WHAT YOU SHOULD DO:
Restate the data word for word and leave the images out.

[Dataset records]

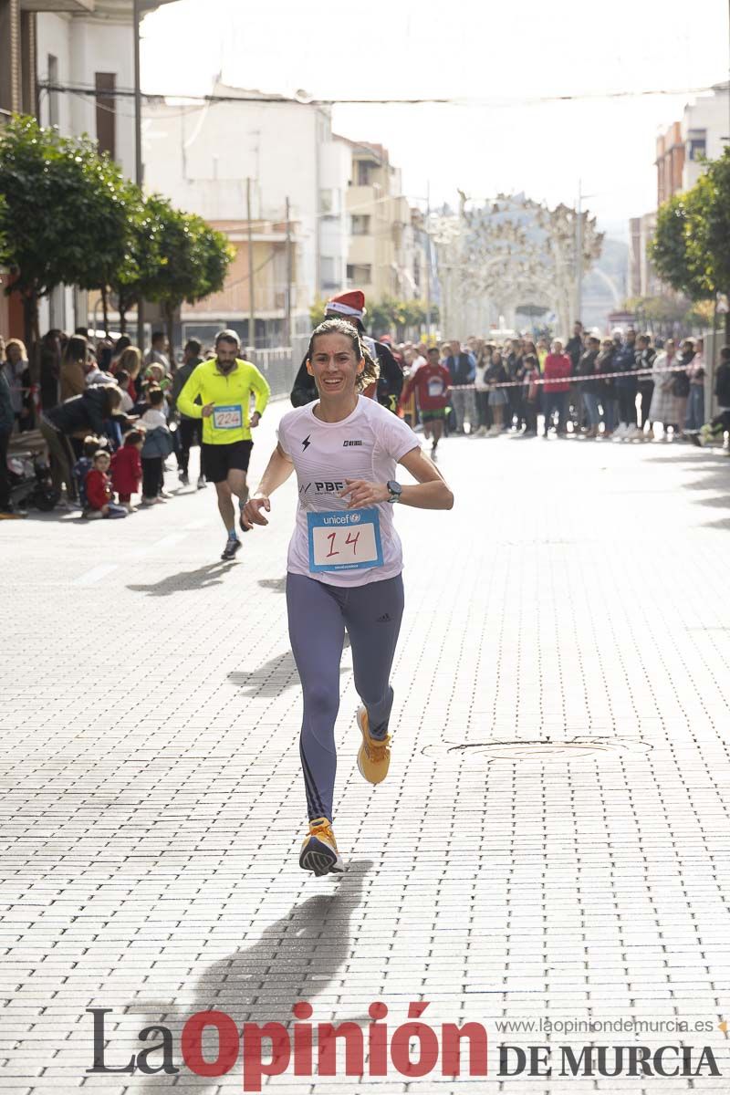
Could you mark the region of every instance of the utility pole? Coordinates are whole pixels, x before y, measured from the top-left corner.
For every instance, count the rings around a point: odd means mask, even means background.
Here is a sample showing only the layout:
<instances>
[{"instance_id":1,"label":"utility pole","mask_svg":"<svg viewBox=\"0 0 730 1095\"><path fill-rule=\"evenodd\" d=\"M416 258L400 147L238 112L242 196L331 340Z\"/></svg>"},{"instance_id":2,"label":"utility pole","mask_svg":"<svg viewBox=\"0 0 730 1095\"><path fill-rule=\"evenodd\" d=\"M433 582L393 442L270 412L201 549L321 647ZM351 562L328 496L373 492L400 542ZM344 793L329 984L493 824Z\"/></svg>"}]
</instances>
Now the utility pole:
<instances>
[{"instance_id":1,"label":"utility pole","mask_svg":"<svg viewBox=\"0 0 730 1095\"><path fill-rule=\"evenodd\" d=\"M254 303L254 243L251 231L251 178L246 178L246 222L248 226L248 345L256 349L256 308Z\"/></svg>"},{"instance_id":2,"label":"utility pole","mask_svg":"<svg viewBox=\"0 0 730 1095\"><path fill-rule=\"evenodd\" d=\"M426 184L426 343L428 344L431 334L431 237L428 226L431 219L431 184Z\"/></svg>"},{"instance_id":3,"label":"utility pole","mask_svg":"<svg viewBox=\"0 0 730 1095\"><path fill-rule=\"evenodd\" d=\"M132 4L132 27L135 35L135 182L142 188L144 165L142 163L142 89L140 87L139 64L139 0ZM137 345L144 355L144 304L137 301Z\"/></svg>"},{"instance_id":4,"label":"utility pole","mask_svg":"<svg viewBox=\"0 0 730 1095\"><path fill-rule=\"evenodd\" d=\"M287 198L287 320L285 325L285 341L287 346L291 346L291 281L292 281L292 253L291 253L291 205Z\"/></svg>"},{"instance_id":5,"label":"utility pole","mask_svg":"<svg viewBox=\"0 0 730 1095\"><path fill-rule=\"evenodd\" d=\"M578 180L578 216L576 218L576 314L573 320L580 320L583 288L583 195L582 183ZM566 331L566 335L568 332Z\"/></svg>"}]
</instances>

SOLVED PROBLEM:
Could you mark the region of every instance of the utility pole? Coordinates are whole pixels, x before y, measured from the top-left corner.
For every instance, count the rings around a point: odd means mask, even means background.
Here is a sample showing only the layout:
<instances>
[{"instance_id":1,"label":"utility pole","mask_svg":"<svg viewBox=\"0 0 730 1095\"><path fill-rule=\"evenodd\" d=\"M416 258L400 147L238 112L242 196L331 340Z\"/></svg>"},{"instance_id":2,"label":"utility pole","mask_svg":"<svg viewBox=\"0 0 730 1095\"><path fill-rule=\"evenodd\" d=\"M433 582L393 442L270 412L201 549L321 647ZM351 562L328 496L373 492L400 542ZM344 793L329 984L493 824Z\"/></svg>"}]
</instances>
Now the utility pole:
<instances>
[{"instance_id":1,"label":"utility pole","mask_svg":"<svg viewBox=\"0 0 730 1095\"><path fill-rule=\"evenodd\" d=\"M254 303L254 243L251 231L251 178L246 178L246 222L248 226L248 345L256 349L256 308Z\"/></svg>"},{"instance_id":2,"label":"utility pole","mask_svg":"<svg viewBox=\"0 0 730 1095\"><path fill-rule=\"evenodd\" d=\"M426 184L426 343L428 344L431 334L431 237L428 226L431 219L431 184Z\"/></svg>"},{"instance_id":3,"label":"utility pole","mask_svg":"<svg viewBox=\"0 0 730 1095\"><path fill-rule=\"evenodd\" d=\"M132 4L132 27L135 35L135 182L142 188L144 165L142 163L142 89L140 87L139 64L139 0ZM137 345L144 355L144 304L137 301Z\"/></svg>"},{"instance_id":4,"label":"utility pole","mask_svg":"<svg viewBox=\"0 0 730 1095\"><path fill-rule=\"evenodd\" d=\"M287 198L287 320L285 325L285 341L287 346L291 346L291 281L292 281L292 253L291 253L291 205Z\"/></svg>"},{"instance_id":5,"label":"utility pole","mask_svg":"<svg viewBox=\"0 0 730 1095\"><path fill-rule=\"evenodd\" d=\"M578 180L578 216L576 218L576 314L573 320L580 320L583 288L583 195L582 183ZM566 331L566 335L568 332Z\"/></svg>"}]
</instances>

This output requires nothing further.